* Task *
Gather every line in the records below that contains the string "pedestal", treating uppercase and lowercase as different.

* Extracted data *
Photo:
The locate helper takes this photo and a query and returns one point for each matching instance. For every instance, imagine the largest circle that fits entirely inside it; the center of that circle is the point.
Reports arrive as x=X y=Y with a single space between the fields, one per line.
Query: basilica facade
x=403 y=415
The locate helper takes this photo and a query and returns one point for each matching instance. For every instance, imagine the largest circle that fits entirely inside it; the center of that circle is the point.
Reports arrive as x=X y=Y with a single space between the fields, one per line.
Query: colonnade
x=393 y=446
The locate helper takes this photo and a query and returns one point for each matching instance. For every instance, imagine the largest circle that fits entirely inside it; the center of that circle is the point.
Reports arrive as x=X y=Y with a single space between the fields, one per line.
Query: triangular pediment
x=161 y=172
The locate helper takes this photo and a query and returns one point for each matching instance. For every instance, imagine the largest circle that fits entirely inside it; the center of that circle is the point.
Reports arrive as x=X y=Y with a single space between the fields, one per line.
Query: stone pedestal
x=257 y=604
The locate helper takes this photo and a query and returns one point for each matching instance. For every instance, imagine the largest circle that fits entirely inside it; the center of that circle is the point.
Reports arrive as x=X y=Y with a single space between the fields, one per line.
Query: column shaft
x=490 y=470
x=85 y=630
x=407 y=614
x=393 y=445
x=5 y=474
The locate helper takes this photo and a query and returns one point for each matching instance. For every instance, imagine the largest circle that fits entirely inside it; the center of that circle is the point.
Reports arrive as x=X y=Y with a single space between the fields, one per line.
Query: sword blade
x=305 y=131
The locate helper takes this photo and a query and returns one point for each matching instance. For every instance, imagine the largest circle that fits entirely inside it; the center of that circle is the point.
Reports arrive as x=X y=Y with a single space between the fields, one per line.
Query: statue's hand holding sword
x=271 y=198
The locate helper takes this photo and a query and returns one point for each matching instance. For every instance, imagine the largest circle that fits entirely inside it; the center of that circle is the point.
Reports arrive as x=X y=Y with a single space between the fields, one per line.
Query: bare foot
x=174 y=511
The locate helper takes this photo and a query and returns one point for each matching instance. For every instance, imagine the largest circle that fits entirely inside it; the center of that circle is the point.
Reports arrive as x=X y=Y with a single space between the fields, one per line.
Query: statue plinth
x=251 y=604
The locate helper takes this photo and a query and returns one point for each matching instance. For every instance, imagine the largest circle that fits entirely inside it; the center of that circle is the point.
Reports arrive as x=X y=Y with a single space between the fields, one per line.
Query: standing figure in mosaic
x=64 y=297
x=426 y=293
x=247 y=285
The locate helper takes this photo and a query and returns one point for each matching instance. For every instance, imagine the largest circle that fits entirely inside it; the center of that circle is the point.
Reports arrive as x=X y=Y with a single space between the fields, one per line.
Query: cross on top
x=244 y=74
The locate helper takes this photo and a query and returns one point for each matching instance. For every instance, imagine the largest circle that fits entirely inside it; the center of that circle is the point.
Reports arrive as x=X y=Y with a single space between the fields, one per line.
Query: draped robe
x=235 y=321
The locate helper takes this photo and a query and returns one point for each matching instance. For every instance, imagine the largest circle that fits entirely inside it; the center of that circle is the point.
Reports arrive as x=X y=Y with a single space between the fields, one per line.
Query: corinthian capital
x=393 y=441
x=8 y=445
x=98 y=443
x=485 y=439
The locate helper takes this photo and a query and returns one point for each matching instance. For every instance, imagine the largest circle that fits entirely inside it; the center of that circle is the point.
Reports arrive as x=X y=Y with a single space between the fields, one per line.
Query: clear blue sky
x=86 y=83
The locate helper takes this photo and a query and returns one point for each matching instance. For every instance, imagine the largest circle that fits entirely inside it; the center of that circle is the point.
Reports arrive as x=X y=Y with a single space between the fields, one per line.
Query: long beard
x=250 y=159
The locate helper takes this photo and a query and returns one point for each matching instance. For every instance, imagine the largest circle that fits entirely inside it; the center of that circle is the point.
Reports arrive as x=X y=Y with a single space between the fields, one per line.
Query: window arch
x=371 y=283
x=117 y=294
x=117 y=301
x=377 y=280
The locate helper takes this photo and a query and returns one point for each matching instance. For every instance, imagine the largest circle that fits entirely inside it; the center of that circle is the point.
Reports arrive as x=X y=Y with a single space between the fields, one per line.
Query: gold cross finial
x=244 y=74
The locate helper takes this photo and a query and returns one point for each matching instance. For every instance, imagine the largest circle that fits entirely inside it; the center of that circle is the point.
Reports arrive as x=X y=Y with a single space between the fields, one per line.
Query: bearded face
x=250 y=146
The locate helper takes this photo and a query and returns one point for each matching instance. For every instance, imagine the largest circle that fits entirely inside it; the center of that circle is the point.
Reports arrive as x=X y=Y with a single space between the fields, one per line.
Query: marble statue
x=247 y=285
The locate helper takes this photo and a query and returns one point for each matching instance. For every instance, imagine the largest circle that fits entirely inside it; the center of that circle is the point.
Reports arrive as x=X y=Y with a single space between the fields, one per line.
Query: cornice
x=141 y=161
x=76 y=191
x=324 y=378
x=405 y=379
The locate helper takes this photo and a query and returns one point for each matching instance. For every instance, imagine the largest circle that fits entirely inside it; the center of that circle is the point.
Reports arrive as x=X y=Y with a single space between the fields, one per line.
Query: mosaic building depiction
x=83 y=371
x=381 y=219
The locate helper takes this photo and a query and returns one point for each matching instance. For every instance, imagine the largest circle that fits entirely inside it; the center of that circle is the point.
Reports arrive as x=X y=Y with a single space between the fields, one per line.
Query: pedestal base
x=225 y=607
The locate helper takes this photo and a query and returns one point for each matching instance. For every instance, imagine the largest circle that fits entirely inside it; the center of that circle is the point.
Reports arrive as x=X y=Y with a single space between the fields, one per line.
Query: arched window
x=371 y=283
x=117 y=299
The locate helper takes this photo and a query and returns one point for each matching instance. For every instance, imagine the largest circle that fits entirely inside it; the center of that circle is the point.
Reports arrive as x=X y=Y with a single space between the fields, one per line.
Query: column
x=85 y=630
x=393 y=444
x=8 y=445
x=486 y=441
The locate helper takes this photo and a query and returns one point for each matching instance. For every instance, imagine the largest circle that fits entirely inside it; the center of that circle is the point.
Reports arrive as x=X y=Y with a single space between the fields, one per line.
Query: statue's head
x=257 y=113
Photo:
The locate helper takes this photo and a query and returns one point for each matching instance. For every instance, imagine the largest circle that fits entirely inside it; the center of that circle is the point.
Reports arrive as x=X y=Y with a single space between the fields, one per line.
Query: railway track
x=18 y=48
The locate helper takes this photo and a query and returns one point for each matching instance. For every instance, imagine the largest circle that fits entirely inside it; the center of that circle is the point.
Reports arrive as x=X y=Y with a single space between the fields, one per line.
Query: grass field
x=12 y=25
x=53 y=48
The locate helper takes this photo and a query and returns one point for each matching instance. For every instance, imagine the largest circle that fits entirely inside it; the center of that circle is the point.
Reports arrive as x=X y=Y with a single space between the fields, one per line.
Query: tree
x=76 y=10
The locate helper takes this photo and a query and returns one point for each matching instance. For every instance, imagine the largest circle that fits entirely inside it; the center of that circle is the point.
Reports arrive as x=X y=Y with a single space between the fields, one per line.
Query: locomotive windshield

* Response for this exercise *
Query: stone pedestal
Query: pedestal base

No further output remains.